## [Liste des données]
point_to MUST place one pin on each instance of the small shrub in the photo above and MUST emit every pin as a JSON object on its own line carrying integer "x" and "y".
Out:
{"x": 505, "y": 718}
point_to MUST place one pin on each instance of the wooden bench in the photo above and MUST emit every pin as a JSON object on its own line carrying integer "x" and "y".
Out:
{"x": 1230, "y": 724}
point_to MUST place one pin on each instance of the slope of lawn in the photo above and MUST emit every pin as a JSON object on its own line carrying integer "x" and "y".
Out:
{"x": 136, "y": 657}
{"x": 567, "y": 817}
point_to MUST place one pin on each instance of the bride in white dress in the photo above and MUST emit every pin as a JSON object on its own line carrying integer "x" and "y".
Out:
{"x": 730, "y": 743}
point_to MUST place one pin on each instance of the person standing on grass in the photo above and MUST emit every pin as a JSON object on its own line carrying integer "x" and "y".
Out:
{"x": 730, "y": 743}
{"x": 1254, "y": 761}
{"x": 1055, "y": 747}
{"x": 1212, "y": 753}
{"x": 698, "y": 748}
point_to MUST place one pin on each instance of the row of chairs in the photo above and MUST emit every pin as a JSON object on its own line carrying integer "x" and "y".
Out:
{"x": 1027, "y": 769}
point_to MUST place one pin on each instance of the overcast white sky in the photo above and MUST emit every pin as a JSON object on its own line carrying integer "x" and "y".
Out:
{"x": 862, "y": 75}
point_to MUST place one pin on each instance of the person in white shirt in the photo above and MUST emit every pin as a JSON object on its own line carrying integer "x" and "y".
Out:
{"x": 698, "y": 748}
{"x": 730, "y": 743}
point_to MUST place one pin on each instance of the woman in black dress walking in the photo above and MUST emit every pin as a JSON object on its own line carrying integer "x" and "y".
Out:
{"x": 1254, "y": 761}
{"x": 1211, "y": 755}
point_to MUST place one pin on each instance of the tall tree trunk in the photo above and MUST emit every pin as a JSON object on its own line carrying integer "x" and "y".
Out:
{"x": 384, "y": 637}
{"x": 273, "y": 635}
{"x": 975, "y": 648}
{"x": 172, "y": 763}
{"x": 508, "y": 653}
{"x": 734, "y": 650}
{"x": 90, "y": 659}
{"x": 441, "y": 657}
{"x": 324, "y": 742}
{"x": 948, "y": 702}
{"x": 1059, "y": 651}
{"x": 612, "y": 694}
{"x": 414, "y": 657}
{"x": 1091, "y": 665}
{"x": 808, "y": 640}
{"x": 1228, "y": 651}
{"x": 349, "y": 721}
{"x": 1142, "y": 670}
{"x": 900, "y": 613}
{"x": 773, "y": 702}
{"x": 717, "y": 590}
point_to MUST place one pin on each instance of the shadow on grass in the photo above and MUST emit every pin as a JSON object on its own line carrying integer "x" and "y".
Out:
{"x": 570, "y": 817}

--

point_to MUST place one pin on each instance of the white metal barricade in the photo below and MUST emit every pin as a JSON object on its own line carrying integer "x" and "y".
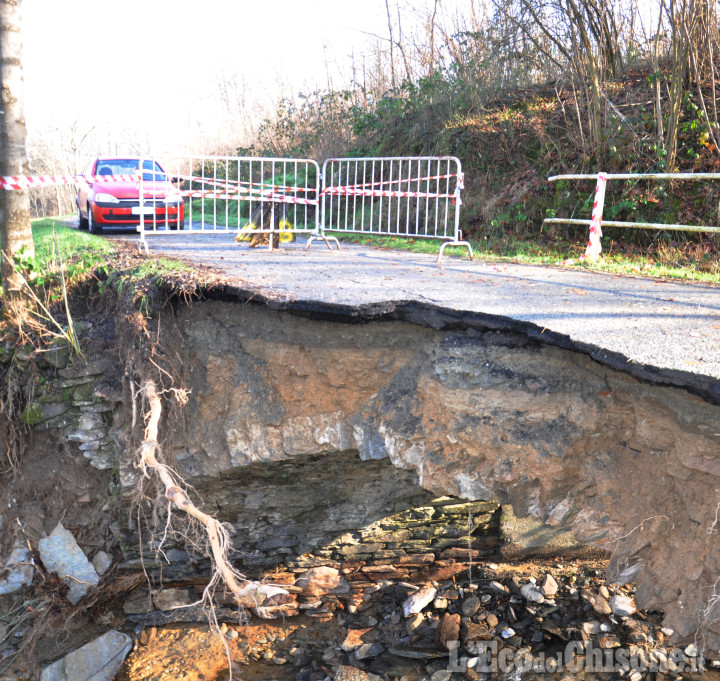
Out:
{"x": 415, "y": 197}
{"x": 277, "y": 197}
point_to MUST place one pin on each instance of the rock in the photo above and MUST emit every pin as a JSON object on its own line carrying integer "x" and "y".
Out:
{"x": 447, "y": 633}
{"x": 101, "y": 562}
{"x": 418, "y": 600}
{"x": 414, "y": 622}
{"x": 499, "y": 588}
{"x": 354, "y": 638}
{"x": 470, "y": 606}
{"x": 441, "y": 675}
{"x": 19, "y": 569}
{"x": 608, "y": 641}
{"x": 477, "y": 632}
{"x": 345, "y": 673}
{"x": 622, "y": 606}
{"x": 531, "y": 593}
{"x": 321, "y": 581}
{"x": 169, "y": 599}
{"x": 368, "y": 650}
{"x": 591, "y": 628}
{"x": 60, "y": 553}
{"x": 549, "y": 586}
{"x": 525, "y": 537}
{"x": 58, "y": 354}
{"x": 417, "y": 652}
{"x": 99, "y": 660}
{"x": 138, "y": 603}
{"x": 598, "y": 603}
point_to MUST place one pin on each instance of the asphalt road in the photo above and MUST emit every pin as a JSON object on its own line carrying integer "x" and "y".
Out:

## [Consigne]
Relevez chaque ligne des entrées ci-dessus qui contient le mot « person », en respectant la casse.

## [Corrigé]
point_to MUST place one pin on each instance of the person standing on grass in the photo above and MUST emit every pin as a JSON object on its own line carrying integer "x" and "y".
point_to MUST place one pin on each instance of the person in white shirt in the photo above and MUST emit every pin as a JSON object on its own line carrying integer "x" and "y".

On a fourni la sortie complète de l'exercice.